CONSIGNE 1 >>
Mettez à jour le texte sur l’éducation à la satisfaction des besoins, de « Satisfaire les besoins (lorsque » jusqu’à « pas être satisfaits. » inclus, en remplaçant « frustration » par « contrariété ».

TEXTE CITÉ >>
________________________
Eduquer à la satisfaction des besoins

Eduquer à la satisfaction des besoins passe par différentes étapes liées à la croissance de l’enfant. Ces étapes ne sont pas linéaires, les parents continuent bien évidemment à répondre directement aux besoins d’enfants plus grands, par exemple lorsqu’ils sont fiévreux. Les étapes généralement distinguées sont les suivantes :

Satisfaire les besoins (lorsque le parent donne un biberon à un enfant en identifiant ou imaginant qu’il a faim ; lorsque le parent réconforte un enfant qui vient de faire un cauchemar…),
Aider à différer la satisfaction ; le besoin ne peut pas être satisfait dans l’immédiat pour des questions de contexte ou de règles de la famille. Le parent reconnaît le besoin de l’enfant, puis lui explique le sens de la non réponse immédiate à son besoin. Il aide ensuite l’enfant à attendre la satisfaction.
Contenir le besoin / le désir : apprendre à gérer la frustration. Lorsque l’enfant désire quelque chose, il pense qu’il a le droit de l’obtenir. Il va s’agir pour le parent d’apprendre à l’enfant que tous les désirs ne peuvent pas être satisfaits.
________________________
[Étiquettes de points d’objets]

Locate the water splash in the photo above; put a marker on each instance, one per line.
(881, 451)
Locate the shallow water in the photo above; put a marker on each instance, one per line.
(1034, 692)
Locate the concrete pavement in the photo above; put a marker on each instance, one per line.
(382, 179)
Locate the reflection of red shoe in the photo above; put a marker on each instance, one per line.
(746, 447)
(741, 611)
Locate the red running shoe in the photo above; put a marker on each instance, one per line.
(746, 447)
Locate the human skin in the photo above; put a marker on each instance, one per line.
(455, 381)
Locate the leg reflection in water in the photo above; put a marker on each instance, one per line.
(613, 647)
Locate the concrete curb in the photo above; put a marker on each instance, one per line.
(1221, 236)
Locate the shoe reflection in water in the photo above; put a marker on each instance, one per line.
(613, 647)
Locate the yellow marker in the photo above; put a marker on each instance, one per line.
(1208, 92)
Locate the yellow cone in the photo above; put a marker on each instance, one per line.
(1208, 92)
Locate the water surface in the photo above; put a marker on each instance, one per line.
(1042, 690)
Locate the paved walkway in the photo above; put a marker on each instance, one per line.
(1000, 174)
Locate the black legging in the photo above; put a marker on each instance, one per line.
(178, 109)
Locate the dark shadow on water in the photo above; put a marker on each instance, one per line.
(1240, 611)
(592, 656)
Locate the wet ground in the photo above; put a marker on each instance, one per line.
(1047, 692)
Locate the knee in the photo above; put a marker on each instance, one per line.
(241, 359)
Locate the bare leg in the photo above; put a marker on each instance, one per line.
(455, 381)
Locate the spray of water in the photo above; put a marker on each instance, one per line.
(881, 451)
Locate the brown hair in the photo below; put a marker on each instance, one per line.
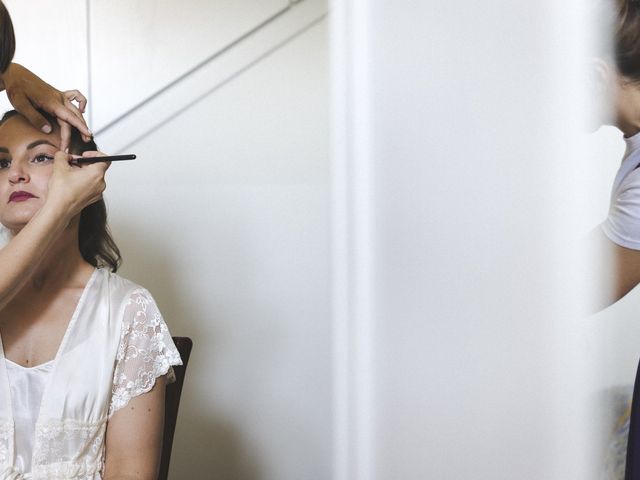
(7, 38)
(96, 244)
(626, 45)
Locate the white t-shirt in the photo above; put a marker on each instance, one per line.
(622, 225)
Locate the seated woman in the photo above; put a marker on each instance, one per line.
(78, 342)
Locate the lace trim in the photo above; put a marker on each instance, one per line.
(67, 441)
(146, 351)
(6, 436)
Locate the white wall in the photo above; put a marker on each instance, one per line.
________________________
CONSIGNE 2 >>
Reproduisez sans modification les lignes des entrées, depuis la ligne contenant « Locate the leg » jusqu’à la ligne contenant « (1000, 174) » incluse.

RÉPONSE 1 >>
Satisfaire les besoins (lorsque le parent donne un biberon à un enfant en identifiant ou imaginant qu’il a faim ; lorsque le parent réconforte un enfant qui vient de faire un cauchemar…),
Aider à différer la satisfaction ; le besoin ne peut pas être satisfait dans l’immédiat pour des questions de contexte ou de règles de la famille. Le parent reconnaît le besoin de l’enfant, puis lui explique le sens de la non réponse immédiate à son besoin. Il aide ensuite l’enfant à attendre la satisfaction.
Contenir le besoin / le désir : apprendre à gérer la contrariété. Lorsque l’enfant désire quelque chose, il pense qu’il a le droit de l’obtenir. Il va s’agir pour le parent d’apprendre à l’enfant que tous les désirs ne peuvent pas être satisfaits.

RÉPONSE 2 >>
Locate the leg reflection in water in the photo above; put a marker on each instance, one per line.
(613, 647)
Locate the concrete curb in the photo above; put a marker on each instance, one per line.
(1221, 236)
Locate the shoe reflection in water in the photo above; put a marker on each instance, one per line.
(613, 647)
Locate the yellow marker in the photo above; put a marker on each instance, one per line.
(1208, 92)
Locate the yellow cone in the photo above; put a marker on each instance, one per line.
(1208, 92)
Locate the water surface in the photo above; put a marker on each instance, one per line.
(1042, 690)
Locate the paved walkway in the photo above; put a marker on each instance, one per line.
(1000, 174)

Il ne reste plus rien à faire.